◆ **SELECTED EXCERPT**:
=== Section Start ===
Are headlights brighter than they used to be?

(NEXSTAR) — Is it just you, or are headlights brighter than they used to be?

No, it’s not just you.

LED (light-emitting diode) headlights are increasingly replacing the previously popular types of lights used for vehicles — halogen and high-intensity discharge (HID) lights — as the go-to.

And you’re likely noticing the difference.

Nearly a year ago, General Motors recalled several hundred thousand of its GMC Terrain SUVs after the National Highway Traffic Safety Administration found the vehicles’ headlights could make it harder for oncoming drivers to see.

So what gives?

One expert, Matt Kossoff, founder and chief product officer of The Retrofit Source, a vehicle light distributor, tells the New York Times headlights have “absolutely gotten brighter.”

The popularity of LED headlights can be attributed to a few advantages they have over previous types: they last longer; they are generally energy efficient; and they look “newer.” Because they debuted among luxury vehicles, they may also be perceived as higher quality.

Mark Rea, professor at the Icahn School of Medicine at Mount Sinai in New York, explains that even though LED headlights are regulated the same way as other types, LED lights feel brighter to human eyes for very real physical reasons. Rea, who served as director at Rensselaer Polytechnic Institute’s Lighting Research Center for over 30 years, told Slate that when headlights are tested, they’re measured in units called lumens, which measure how parts of the eye are affected by brightness.
=== Section End ===
◆ **DATA**:
=== Section Start ===
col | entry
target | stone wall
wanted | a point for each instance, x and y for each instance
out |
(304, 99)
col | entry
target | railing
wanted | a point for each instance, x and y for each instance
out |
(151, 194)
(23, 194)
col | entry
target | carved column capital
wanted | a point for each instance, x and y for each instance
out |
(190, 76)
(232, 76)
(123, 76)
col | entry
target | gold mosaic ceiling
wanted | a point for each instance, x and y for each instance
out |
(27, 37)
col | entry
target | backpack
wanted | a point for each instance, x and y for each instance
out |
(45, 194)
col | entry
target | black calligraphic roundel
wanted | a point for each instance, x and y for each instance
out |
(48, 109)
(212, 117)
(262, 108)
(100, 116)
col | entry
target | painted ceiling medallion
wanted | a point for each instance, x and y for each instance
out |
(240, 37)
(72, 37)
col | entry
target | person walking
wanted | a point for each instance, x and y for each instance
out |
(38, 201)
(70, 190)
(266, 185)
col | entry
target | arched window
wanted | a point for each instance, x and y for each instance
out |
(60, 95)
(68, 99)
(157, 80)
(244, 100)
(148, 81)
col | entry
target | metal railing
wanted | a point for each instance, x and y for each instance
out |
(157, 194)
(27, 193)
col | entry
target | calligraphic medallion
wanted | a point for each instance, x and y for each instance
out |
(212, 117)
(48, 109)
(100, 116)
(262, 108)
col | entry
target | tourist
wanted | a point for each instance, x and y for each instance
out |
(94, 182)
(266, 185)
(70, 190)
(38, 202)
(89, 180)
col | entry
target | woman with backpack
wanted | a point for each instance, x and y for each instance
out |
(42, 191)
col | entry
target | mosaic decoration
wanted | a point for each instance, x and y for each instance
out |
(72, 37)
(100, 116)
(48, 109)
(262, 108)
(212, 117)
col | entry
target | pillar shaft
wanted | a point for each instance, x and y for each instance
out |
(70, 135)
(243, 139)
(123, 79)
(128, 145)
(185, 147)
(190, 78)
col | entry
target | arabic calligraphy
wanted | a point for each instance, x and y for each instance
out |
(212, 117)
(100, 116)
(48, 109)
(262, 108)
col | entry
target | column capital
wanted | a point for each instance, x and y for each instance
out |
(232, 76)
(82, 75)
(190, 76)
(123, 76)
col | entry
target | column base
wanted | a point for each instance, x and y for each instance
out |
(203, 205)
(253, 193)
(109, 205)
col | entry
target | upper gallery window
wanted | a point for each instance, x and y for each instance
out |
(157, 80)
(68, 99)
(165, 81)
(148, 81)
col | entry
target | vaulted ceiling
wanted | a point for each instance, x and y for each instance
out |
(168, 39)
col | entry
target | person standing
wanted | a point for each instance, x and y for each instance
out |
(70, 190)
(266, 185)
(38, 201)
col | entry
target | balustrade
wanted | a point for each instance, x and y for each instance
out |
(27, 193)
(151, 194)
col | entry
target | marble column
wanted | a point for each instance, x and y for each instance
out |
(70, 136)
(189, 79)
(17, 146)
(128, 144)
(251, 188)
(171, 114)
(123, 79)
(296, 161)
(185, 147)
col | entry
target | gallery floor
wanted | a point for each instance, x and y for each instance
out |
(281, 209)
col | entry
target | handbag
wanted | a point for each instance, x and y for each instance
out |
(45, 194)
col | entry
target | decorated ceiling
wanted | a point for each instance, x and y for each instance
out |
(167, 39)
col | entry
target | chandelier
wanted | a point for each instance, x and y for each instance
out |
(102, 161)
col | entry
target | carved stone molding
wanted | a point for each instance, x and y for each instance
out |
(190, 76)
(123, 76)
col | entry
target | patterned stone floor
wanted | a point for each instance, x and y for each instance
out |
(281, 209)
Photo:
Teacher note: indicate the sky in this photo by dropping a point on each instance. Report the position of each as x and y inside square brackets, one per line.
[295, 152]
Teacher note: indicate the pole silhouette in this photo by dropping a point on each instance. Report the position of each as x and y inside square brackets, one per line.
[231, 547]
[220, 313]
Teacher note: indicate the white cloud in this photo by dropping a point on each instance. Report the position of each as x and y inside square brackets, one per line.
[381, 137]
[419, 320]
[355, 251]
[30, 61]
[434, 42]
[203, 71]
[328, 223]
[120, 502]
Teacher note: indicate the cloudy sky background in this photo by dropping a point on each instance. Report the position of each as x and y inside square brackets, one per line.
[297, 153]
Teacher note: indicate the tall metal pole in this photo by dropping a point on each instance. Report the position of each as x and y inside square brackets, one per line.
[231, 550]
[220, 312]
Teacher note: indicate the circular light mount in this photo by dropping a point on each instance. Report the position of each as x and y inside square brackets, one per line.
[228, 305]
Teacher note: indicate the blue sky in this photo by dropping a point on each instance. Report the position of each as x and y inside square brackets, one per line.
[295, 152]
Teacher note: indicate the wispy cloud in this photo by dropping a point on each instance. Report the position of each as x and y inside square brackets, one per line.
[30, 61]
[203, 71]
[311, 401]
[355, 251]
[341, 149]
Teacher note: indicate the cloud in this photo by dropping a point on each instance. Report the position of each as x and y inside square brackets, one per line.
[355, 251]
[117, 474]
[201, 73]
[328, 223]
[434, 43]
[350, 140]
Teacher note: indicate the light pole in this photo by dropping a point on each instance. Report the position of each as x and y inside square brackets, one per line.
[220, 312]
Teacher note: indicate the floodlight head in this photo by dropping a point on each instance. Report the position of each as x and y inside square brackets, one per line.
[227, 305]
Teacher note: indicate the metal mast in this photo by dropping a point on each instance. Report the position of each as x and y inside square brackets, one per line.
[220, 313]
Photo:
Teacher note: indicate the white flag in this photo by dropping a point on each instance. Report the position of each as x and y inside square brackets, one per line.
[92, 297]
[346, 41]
=== Section End ===
◆ **TASKS TO COMPLETE**:
a: Answer these from the headlight article:
(i) Which vehicles did General Motors recall?
(ii) What is Matt Kossoff's role at The Retrofit Source?
(iii) In what units are headlights measured when tested?
b: Please list every type of vehicle headlight that the headlight article names.
c: Carry on the headlight article from its last sentence.
The data is not needed for any of this.

◆ **RESPONSES TO THE TASKS**:
a:
(i) Several hundred thousand of its GMC Terrain SUVs.
(ii) Founder and chief product officer.
(iii) Lumens.

b:
LED (light-emitting diode) headlights
Halogen headlights
High-intensity discharge (HID) headlights

c:
As Rea explained in previous research, human eyes are more sensitive to higher wavelength red lights than lower wavelength blue lights. This means that when LEDs and halogen lights are being measured, LED brightness increases and still retains the same measurement as that of halogen lights.

“Imagine a car with two headlights: one halogen, one LED. They’d both meet the requirement. The light meter would say they’re the same but the LED would look 40% brighter,” Rea told Slate.

In terms of lumens, Car and Driver reports LEDs can have between 9,000 and 10,000 lumens, while HIDs have around 8,000. Halogen lights measure even lower, the outlet says.

Other factors could also be at play. In conversation with Popular Science, Matthew Brumbelow, a senior research engineer at the Insurance Institute for Highway Safety, said glare can be caused by “unintentional” misalignment of headlamps, which he says are “near the end of the assembly line” when factories are “just trying to crank vehicles off.”

And if you’re also wondering whether headlights seem higher than they used to be, you’re also not mistaken.

“Tall pickups and SUVs and short, small cars are simultaneously popular,” Daniel Stern, chief editor of Driving Vision News told the New York Times in 2019. “The eyes in the low car are going to get zapped hard by the lamps mounted up high on the S.U.V. or truck every time.”

Stern also said that headlights have also gotten smaller and that “intensity appears brighter” when it’s coming from a smaller device versus a larger one.

Given all these factors, you may be wondering: Are LED lights actually any better than halogen or HID lights?

Interestingly, Consumer Reports said in 2019 that testing showed that LED headlights, while being able to produce “brighter, whiter light” than halogen headlights and increase side-of-the-road visibility, did not produce better visibility in the road in front of a vehicle.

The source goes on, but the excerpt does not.